> WHAT YOU ARE ASKED TO DO:
Copy these lines again, changing "ring" to "loop" everywhere it shows up and keeping everything else the same.

> INPUT ROWS:

◆ ◆ ◆ ◆ ◆

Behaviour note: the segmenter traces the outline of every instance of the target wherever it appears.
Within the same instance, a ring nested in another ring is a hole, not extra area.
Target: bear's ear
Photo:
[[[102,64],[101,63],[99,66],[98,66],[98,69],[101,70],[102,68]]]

◆ ◆ ◆ ◆ ◆

> SOLUTION TO THIS EXERCISE:
Behaviour note: the segmenter traces the outline of every instance of the target wherever it appears.
Within the same instance, a loop nested in another loop is a hole, not extra area.
Target: bear's ear
Photo:
[[[102,64],[101,63],[99,66],[98,66],[98,69],[101,70],[102,68]]]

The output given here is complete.